* Begin ARTICLE *

Opinion
No. CV 05-3350-PHX-EHC.
August 20, 2007
ORDER
Before the Court is Defendants' Motion to Dismiss for Failure to Prosecute (Doc. # 81). Plaintiff was informed of his rights and obligations to respond to the motion (Doc. # 82). Yet Plaintiff still failed to respond. The Court will grant Defendants' motion and terminate this action.
I. Defendants' Motion to Dismiss for Lack of Prosecution
Federal Rule of Civil Procedure Rule 41(b) provides that a court may dismiss Plaintiff's action, or part thereof, for "failure . . . to prosecute or to comply with these rules or any order of court." Unless otherwise specified, the dismissal acts as an adjudication on the merits. FED. R. CIV. P. Rule 41(b). Defendants contend that Plaintiff's failure to notify the Court of his change of address and his failure to participate in the drafting and submission of the joint proposed pretrial order, as required by this Court's May 23, 2007 Order, constitutes a failure to prosecute warranting the dismissal of this action. The Court agrees.

* End ARTICLE *
* Begin INFORMATION SHOWN *

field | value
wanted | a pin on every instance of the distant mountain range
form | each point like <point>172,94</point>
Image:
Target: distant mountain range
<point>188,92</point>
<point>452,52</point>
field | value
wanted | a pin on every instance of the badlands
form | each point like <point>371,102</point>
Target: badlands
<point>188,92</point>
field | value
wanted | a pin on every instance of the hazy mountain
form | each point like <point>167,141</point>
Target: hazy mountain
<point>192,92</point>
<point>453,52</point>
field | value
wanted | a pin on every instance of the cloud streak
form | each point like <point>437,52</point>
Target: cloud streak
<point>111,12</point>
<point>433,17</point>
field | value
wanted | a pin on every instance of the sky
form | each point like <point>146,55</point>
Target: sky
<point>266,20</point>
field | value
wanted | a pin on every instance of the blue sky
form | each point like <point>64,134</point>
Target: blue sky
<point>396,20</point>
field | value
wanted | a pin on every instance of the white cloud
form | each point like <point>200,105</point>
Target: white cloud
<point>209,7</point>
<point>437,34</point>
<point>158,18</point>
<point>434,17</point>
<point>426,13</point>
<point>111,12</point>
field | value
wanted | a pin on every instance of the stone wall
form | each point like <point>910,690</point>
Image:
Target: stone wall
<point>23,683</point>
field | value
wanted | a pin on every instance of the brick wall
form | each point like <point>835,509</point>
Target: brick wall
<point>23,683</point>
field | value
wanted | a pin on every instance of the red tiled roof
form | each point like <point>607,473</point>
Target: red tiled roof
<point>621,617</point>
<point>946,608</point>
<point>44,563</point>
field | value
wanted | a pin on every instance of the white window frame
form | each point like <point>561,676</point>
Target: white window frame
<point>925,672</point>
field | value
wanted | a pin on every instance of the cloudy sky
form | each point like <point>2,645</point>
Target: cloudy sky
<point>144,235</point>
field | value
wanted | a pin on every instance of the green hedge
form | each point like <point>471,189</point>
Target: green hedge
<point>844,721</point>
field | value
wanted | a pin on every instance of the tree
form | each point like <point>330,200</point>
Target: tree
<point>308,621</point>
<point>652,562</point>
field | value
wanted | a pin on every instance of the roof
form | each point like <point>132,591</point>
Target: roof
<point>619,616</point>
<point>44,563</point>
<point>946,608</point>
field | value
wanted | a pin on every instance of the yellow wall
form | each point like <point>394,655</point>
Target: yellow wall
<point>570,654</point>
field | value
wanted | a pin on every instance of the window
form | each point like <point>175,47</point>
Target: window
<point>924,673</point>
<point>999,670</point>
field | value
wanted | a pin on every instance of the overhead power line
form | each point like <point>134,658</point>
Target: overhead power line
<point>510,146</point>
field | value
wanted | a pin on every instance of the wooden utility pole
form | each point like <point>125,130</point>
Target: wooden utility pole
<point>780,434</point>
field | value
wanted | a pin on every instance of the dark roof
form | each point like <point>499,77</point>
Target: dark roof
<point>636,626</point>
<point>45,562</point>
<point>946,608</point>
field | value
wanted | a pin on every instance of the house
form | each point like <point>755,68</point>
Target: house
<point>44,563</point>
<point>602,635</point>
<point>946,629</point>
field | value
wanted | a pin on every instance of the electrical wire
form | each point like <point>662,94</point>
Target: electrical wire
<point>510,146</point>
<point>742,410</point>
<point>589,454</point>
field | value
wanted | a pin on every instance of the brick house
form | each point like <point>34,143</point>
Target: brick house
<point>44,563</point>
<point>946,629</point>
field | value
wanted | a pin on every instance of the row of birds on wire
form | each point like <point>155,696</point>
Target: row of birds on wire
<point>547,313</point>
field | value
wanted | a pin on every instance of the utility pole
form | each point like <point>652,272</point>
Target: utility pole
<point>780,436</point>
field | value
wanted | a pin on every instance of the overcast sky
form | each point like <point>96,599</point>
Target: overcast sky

* End INFORMATION SHOWN *

WHAT TO DO:
1. Quote the stretch of the court order from "August 20, 2007" through "terminate this action.".
2. Continue the court order on dismissal for failure to prosecute from the point where it stops.

SET OF ANSWERS:
1.
August 20, 2007
ORDER
Before the Court is Defendants' Motion to Dismiss for Failure to Prosecute (Doc. # 81). Plaintiff was informed of his rights and obligations to respond to the motion (Doc. # 82). Yet Plaintiff still failed to respond. The Court will grant Defendants' motion and terminate this action.

2.
District courts have inherent power to control their dockets and may impose sanctions, including dismissal, in the exercise of that discretion. Hamilton Copper Steel Corp. v. Primary Steel, Inc., 898 F.2d 1428, 1429 (9th Cir. 1990); see also Chambers v. NASCO, Inc., 501 U.S. 32, 44 (1991); Link v. Wabash R.R. Co., 370 U.S. 626, 630-31 (1962).
The Ninth Circuit allows dismissal under Rule 41(b) only after the district court has weighed the following five factors: (1) the public's interest in expeditious resolution of litigation; (2) the court's need to manage its docket; (3) the risk of prejudice to the defendants; (4) the public policy favoring disposition of cases on their merits; and (5) the availability of less drastic sanctions. Thompson v. Housing Auth., 782 F.2d 829, 831 (9th Cir. 1986). Dismissal under Rule 41(b) will not be disturbed on appeal unless there is a "definite and firm conviction" that the district court committed clear error of judgment in weighing the relevant factors. Eldridge v. Block, 832 F.2d 1132, 1136 (9th Cir. 1987).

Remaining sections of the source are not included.